DESCRIPTION OF THE TASK: Read the listing below and copy out every line that holds "Class".

AVAILABLE DATA:
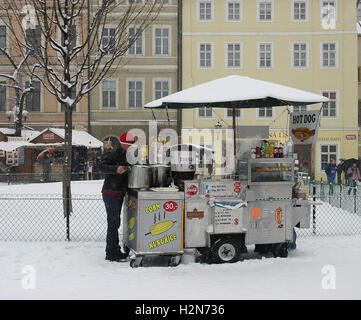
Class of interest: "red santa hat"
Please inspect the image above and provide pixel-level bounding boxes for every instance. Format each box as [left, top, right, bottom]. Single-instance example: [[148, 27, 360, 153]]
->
[[119, 131, 135, 145]]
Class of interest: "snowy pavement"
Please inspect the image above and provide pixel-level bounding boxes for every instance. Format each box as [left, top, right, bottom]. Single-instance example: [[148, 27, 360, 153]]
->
[[1, 235, 360, 300]]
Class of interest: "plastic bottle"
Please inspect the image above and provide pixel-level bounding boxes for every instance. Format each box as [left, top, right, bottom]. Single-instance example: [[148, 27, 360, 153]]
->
[[279, 144, 284, 158], [286, 137, 294, 158], [256, 145, 261, 158], [260, 142, 265, 158], [270, 142, 274, 158], [265, 141, 270, 158], [283, 142, 288, 158]]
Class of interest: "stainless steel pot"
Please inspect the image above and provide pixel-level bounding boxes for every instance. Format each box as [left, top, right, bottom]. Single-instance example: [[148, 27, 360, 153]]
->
[[128, 165, 151, 189], [150, 165, 171, 187]]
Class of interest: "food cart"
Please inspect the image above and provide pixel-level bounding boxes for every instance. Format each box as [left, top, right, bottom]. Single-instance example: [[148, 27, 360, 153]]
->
[[123, 75, 327, 267]]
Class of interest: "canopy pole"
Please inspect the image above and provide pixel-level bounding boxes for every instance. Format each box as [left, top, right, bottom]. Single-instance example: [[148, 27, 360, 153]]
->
[[232, 102, 237, 156]]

OUTPUT OF THE TASK:
Class of interest: "red santa hat"
Class of interest: "snowy pavement"
Class of interest: "plastic bottle"
Class of interest: "stainless steel pot"
Class of interest: "food cart"
Class of interest: "canopy pole"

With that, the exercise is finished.